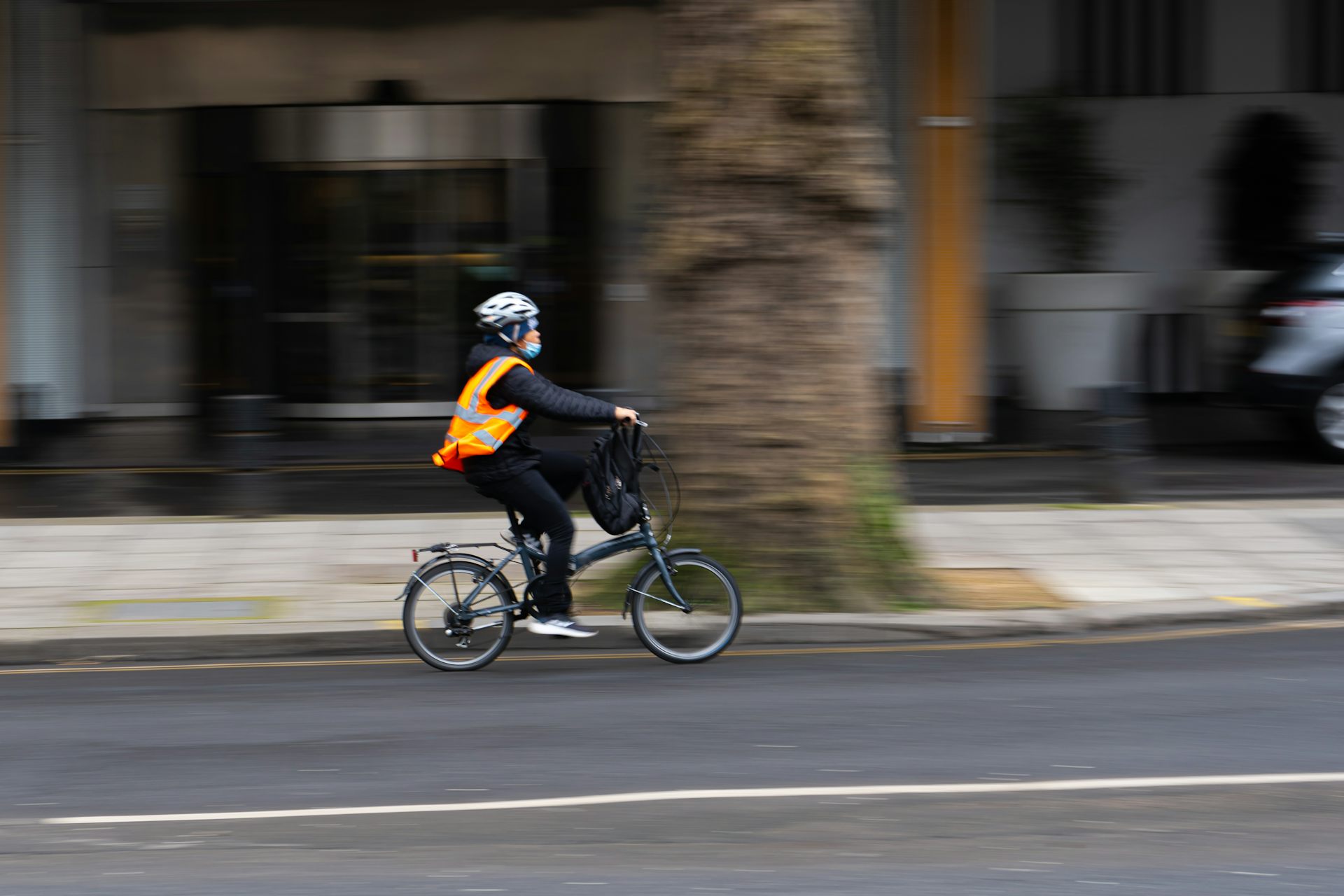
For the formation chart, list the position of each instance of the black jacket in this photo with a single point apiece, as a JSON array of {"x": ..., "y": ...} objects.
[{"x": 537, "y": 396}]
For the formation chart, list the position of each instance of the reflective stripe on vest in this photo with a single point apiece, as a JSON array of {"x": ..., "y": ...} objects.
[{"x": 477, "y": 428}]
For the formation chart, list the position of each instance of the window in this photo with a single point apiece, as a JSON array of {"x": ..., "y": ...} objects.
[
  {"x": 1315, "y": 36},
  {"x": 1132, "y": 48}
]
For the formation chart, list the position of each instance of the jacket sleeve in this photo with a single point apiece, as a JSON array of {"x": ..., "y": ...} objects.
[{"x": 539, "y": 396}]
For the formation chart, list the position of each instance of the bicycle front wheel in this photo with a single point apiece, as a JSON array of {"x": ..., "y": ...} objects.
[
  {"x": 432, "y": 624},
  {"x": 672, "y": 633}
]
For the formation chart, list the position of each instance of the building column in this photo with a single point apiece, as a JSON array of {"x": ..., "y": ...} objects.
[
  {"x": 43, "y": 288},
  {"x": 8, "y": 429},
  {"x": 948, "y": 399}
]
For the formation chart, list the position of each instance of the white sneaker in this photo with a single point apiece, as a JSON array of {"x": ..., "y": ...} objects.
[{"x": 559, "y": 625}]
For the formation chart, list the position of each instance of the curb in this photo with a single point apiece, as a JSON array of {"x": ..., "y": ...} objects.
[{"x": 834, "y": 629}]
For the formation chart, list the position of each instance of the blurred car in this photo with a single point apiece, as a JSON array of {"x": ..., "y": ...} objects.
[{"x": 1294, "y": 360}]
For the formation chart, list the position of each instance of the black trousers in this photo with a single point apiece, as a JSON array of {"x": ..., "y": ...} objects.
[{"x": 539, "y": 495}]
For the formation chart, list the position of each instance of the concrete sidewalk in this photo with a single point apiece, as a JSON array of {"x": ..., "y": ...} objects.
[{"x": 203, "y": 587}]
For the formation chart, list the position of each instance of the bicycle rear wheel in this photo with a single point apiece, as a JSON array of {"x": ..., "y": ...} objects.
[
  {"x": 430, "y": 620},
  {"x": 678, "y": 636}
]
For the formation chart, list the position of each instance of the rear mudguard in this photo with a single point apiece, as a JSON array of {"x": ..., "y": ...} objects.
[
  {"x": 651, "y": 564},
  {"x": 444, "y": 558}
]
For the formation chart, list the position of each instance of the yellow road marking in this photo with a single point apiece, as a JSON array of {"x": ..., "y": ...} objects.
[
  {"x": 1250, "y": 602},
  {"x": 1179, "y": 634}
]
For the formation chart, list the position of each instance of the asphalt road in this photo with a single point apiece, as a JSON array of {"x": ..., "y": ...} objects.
+-------+
What is required:
Copy every entry exactly as written. Pictures are excluded.

Exercise output:
For the formation chart, list the position of each instance of the black jacket in this photo with a single point apiece, as a JSON array of {"x": ..., "y": ...} objects.
[{"x": 537, "y": 396}]
For the formation chart, list the position of each instance of the reflective stripe on vest in this photo with a single point apiece, as a JSON array of {"x": ..., "y": ...} objects.
[{"x": 477, "y": 428}]
For the formation chart, list the position of each instance of the window in this photo with a single point apiece, as a JSON array of {"x": ..., "y": ...} objects.
[
  {"x": 1315, "y": 36},
  {"x": 1132, "y": 48}
]
For the formation chart, list the position of each instance of the jacket sleeve in this photo with a single point apiece, as a JSON array of {"x": ..., "y": ...} objects.
[{"x": 539, "y": 396}]
For the formation chart, list the position of each instance of the bicycle front wheel in this photo with a single point apiece, as a JSON array of {"x": ..., "y": ...} objects.
[
  {"x": 432, "y": 624},
  {"x": 672, "y": 633}
]
For the formation chart, list the position of each instance of the building column in this photo with a single point apiece, as a JSON array of {"x": ..., "y": ...} objects.
[
  {"x": 43, "y": 288},
  {"x": 8, "y": 429},
  {"x": 948, "y": 399}
]
For the formation chart, list the position of each instance of the white sneaker in this photo with a single point apiece, as a JSON array of {"x": ..., "y": ...} objects.
[{"x": 559, "y": 625}]
For the formation chart, list the position of each instance of the curb in this photo with a single point apiece, as a JSON array of {"x": ..., "y": ...} objects.
[{"x": 834, "y": 629}]
For the formation chart, list the position of each instance of the blurred car in this photo with a single point apiece, as a JSON array of {"x": ..., "y": ...} objects.
[{"x": 1294, "y": 360}]
For the formation chart, list the position of each instance of the black trousers in this photo with a single point apiece, as a JSON array of {"x": ..., "y": ...} objects.
[{"x": 539, "y": 495}]
For the formation chart, list the position of each instance of the concrete sidewalk in this photo with a single point apiece, as a JSON array of {"x": ..., "y": ...} objects.
[{"x": 203, "y": 587}]
For the formation chart, list the position of each instance of the bicycle rear wheel in this photo with a single point apiece, as a JSON array of {"x": ..., "y": ...} objects.
[
  {"x": 430, "y": 620},
  {"x": 678, "y": 636}
]
For the formation chart, list the position of each instance of the rear mudguard in this photo with a single point apiece, as a JSON array of {"x": ..., "y": ...} objects.
[
  {"x": 651, "y": 564},
  {"x": 444, "y": 558}
]
For the formation chart, list the position of each instance of the yellow road marking in this photo with a single point apiece, as a JSON array of {"x": ..., "y": ...} objects.
[
  {"x": 1250, "y": 602},
  {"x": 1179, "y": 634}
]
For the formation chart, list the position of each instance of the asphalt road in this photo with a single point apiece, as a JSON array of {"x": ..., "y": ...} objects.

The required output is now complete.